> _Your instructions_
Search the data for the string "alloy" and gather each line it is in.

***** Listed entries *****

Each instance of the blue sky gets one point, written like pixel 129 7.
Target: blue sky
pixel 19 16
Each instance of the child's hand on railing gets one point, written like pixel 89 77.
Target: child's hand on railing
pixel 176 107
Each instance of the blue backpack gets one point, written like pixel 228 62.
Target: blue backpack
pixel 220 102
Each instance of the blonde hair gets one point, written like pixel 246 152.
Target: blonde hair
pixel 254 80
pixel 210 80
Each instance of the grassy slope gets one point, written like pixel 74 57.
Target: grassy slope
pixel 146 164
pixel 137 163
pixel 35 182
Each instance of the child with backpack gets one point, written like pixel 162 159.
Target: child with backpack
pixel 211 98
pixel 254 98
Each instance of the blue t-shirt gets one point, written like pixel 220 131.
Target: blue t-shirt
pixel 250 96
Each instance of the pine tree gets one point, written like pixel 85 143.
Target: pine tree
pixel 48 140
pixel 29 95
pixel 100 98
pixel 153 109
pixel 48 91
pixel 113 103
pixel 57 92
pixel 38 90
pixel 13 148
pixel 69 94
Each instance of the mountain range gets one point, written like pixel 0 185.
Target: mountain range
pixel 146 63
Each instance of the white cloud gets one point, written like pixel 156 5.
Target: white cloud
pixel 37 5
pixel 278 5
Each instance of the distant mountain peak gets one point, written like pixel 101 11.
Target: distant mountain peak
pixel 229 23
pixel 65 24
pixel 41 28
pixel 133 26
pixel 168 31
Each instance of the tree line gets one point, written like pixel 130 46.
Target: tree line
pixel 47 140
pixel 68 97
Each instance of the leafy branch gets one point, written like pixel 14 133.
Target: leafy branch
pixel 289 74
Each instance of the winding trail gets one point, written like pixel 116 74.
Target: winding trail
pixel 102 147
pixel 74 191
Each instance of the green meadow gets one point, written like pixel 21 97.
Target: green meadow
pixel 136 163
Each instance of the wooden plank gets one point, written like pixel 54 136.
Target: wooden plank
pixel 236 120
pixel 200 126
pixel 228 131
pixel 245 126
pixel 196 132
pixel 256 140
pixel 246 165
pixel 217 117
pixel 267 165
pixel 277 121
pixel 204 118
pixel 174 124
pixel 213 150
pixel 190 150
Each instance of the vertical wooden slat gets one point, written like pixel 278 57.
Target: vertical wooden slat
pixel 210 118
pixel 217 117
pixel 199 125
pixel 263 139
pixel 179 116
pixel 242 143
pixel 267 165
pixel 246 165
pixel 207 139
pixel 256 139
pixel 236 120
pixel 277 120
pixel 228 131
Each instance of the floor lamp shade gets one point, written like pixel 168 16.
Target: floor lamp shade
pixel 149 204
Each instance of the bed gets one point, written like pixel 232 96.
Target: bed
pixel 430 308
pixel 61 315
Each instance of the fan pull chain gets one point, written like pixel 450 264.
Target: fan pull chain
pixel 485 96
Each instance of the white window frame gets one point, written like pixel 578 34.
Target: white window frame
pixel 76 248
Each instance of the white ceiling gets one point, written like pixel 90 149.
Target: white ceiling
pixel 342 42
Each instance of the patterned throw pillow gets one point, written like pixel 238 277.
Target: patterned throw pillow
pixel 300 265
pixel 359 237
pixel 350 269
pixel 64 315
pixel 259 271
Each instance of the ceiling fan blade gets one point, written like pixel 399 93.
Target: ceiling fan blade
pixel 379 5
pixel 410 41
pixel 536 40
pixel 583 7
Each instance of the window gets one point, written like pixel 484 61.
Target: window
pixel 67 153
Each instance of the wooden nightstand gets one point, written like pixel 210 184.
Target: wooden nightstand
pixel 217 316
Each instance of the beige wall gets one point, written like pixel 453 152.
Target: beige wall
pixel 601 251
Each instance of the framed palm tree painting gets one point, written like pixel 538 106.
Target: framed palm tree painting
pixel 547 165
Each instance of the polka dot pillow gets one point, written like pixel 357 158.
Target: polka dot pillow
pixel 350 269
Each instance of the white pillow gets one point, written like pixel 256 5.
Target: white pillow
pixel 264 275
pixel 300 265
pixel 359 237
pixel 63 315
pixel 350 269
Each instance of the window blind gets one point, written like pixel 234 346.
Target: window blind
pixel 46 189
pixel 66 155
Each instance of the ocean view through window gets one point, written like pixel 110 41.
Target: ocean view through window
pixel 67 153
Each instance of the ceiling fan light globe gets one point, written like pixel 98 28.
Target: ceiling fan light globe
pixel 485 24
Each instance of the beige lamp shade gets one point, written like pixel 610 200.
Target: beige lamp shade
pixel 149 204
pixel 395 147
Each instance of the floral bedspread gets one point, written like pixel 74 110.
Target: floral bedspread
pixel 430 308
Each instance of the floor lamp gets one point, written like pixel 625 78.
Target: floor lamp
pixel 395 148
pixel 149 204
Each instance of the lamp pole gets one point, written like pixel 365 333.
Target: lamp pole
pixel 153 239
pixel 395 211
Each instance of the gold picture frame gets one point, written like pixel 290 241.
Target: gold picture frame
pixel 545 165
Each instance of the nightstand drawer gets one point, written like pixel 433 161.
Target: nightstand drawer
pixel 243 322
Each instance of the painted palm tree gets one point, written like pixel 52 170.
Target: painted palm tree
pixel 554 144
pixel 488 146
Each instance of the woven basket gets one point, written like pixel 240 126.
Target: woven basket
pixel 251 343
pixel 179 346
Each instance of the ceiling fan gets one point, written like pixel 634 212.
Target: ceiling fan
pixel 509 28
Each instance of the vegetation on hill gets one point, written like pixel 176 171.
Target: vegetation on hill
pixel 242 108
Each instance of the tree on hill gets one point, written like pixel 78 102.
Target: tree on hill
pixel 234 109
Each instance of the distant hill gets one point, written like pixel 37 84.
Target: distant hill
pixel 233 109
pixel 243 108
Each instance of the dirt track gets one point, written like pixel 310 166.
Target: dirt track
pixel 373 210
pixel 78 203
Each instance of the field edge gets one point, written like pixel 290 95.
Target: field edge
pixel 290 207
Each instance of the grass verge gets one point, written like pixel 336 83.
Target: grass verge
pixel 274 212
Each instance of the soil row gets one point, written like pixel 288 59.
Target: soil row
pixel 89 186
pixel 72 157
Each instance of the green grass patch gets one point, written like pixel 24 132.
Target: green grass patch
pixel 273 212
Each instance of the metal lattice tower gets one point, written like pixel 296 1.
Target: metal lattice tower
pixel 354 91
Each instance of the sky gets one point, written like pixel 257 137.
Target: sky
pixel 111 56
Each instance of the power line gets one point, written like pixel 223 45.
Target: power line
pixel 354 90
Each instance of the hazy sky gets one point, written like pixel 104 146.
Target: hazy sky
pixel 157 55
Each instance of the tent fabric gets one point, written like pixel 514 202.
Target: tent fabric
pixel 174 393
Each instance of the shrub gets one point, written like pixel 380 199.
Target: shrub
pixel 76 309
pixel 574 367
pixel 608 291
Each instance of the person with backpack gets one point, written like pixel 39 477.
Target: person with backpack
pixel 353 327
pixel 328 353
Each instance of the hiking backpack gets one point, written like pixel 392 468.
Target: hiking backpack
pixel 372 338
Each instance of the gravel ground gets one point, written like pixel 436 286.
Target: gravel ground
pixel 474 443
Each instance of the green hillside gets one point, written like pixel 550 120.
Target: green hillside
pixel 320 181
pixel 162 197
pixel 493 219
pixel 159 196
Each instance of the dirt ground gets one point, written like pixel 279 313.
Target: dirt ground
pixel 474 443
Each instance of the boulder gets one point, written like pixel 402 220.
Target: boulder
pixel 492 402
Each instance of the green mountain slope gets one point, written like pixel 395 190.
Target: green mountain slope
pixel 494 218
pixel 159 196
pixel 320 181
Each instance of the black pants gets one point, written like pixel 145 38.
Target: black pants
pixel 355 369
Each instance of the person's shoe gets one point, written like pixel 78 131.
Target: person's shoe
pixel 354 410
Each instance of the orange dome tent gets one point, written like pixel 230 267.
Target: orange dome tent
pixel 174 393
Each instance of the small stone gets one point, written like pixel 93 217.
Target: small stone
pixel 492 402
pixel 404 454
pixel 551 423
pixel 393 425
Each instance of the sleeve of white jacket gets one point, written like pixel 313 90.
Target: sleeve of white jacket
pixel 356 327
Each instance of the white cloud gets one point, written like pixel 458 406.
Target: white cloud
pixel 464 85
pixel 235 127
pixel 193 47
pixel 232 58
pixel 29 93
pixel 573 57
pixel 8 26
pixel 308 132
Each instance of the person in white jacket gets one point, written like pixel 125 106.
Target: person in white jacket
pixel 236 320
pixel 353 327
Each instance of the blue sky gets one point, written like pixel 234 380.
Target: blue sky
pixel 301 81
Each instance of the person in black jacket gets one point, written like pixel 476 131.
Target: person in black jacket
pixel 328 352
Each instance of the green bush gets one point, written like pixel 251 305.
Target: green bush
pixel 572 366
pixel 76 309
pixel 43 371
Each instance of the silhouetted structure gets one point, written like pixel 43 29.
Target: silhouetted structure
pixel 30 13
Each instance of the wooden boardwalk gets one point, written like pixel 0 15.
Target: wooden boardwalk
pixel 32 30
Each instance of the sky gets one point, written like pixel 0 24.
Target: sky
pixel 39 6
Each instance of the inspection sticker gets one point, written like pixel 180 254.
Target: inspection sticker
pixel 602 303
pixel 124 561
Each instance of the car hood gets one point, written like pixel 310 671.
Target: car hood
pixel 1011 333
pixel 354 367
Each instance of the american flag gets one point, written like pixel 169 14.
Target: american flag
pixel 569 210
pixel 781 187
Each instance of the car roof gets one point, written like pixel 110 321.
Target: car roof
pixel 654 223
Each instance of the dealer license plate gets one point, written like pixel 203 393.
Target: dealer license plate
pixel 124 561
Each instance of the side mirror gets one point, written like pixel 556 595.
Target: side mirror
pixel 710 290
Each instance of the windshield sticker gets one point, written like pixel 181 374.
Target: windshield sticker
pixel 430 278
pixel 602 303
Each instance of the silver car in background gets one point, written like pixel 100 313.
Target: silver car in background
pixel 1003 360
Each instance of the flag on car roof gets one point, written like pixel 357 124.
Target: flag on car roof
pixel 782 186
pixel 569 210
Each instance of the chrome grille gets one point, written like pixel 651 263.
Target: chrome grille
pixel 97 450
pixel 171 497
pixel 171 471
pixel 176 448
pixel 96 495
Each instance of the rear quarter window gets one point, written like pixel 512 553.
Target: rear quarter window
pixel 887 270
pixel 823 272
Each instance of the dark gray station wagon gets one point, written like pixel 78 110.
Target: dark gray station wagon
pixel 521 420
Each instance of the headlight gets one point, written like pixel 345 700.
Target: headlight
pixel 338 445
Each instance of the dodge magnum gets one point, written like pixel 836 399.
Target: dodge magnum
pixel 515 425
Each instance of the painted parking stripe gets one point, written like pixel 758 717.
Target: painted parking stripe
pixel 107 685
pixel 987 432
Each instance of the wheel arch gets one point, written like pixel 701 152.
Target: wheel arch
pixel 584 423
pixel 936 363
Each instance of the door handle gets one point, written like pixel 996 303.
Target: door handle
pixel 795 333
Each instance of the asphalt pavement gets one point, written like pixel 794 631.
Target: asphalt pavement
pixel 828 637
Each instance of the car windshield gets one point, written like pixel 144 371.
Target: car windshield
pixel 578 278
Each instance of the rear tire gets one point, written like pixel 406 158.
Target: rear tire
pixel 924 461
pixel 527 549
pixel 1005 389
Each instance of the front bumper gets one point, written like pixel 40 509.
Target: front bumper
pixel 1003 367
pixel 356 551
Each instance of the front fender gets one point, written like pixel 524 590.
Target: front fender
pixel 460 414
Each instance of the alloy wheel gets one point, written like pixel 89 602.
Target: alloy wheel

*****

> _Answer space_
Each instance of the alloy wheel gets one point, written like pixel 89 602.
Target: alloy wheel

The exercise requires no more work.